#### Extrait choisi
David Lynch : ses films ressortent au cinéma, voici pourquoi il ne faut pas les rater
Maximilien Pierrette
Journaliste cinéma - Tombé dans le cinéma quand il était petit, et devenu accro aux séries, fait ses propres cascades et navigue entre époques et genres, de la SF à la comédie (musicale ou non) en passant par le fantastique et l’animation. Il décortique aussi l’actu geek et héroïque dans FanZone.

De "Eraserhead" à "Inland Empire", en passant par "Sailor et Lula", "Mulholland Drive", "Lost Highway" ou encore "Elephant Man", presque tous les films de David Lynch ressortent dans les salles françaises, moins d'une semaine après son décès.
########
#### Liste des enregistrements
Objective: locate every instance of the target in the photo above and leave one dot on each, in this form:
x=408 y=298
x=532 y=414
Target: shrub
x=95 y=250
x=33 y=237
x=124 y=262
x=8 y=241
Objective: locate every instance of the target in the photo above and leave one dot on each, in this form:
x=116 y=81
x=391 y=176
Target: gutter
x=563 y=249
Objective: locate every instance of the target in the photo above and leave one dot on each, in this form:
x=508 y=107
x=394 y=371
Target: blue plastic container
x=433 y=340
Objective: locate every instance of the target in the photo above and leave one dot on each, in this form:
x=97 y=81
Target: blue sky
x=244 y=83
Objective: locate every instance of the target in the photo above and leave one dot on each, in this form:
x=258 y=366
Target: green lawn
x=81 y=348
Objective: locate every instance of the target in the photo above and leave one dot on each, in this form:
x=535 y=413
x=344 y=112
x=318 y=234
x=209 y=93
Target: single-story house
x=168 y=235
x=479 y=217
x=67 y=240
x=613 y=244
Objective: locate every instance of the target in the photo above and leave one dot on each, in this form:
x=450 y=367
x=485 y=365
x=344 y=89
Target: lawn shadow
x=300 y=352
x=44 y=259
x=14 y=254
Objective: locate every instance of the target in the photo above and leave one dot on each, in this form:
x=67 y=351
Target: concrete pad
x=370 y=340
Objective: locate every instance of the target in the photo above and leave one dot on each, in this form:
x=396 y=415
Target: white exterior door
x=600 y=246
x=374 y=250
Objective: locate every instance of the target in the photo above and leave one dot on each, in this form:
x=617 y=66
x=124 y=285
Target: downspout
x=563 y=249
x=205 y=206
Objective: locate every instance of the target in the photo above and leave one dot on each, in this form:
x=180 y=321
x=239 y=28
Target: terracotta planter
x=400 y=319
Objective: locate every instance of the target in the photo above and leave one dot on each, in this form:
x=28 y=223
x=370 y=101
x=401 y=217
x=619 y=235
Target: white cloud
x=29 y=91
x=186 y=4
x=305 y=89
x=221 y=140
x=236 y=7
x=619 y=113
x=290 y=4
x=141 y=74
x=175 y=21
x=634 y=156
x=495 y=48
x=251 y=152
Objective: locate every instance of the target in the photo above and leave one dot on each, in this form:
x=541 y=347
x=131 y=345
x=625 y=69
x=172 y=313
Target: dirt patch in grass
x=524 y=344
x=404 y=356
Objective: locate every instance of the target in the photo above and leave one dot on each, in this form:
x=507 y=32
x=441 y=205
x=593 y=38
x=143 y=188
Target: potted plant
########
Consignes
1 - D'après l'article sur David Lynch :
(a) Qui signe l'article ?
(b) Dans quelle rubrique le journaliste décortique-t-il l'actu geek et héroïque ?
(c) Combien de temps après le décès de David Lynch ses films ressortent-ils dans les salles françaises ?
2 - Reprenez l'article sur les films de David Lynch à partir de sa dernière phrase et poursuivez-le.

Réponses
1 -
(a) Maximilien Pierrette
(b) FanZone
(c) Moins d'une semaine

2 -
Le 16 janvier dernier, les cinéphiles du monde entier pleuraient David Lynch, mort à quelques jours de ses 79 ans. Avec lui, c'est une autre manière de faire des films qui disparaissait, et il nous laisse une oeuvre inclassable et inimitable, qui distord la réalité et gratte le vernis du rêve américain pour révéler la part de monstruosité que cache chacun de ses compatriotes, sur petit comme sur grand écran.

Une fois le choc de la mauvaise nouvelle passé, une question s'est vite posée chez les spectateurs : comment se (re)plonger dans sa filmographie ? En comblant les quelques manques que l'on peut avoir parmi les dix longs métrages qu'il a signés en un peu moins de cinq décennies ? En retournant directement vers notre chouchou ? Ou en s'offrant un nouveau détour par Twin Peaks, son oeuvre la plus reconnue, dont l'influence se fait encore ressentir aujourd'hui ?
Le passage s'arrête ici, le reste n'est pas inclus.